>> Begin GIVEN DATA

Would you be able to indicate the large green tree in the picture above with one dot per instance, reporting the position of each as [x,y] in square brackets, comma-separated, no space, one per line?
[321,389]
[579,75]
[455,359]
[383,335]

>> End GIVEN DATA
>> Begin GIVEN DATA

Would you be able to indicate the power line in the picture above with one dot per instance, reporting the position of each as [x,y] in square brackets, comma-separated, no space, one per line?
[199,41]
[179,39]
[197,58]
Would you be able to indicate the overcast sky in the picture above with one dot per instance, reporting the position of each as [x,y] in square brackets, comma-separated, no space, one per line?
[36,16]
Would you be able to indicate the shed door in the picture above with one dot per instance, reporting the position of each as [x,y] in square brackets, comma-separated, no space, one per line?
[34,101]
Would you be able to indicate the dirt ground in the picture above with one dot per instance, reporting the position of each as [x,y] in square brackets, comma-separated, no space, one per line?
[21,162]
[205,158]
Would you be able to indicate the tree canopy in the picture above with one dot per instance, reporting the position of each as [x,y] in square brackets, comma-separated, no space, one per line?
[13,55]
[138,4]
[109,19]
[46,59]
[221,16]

>> End GIVEN DATA

→ TO BE DONE
Count how many lines in the items above contain the word "instance", treating uppercase and lowercase as different, and reply with that number alone.

→ WRITTEN RESPONSE
6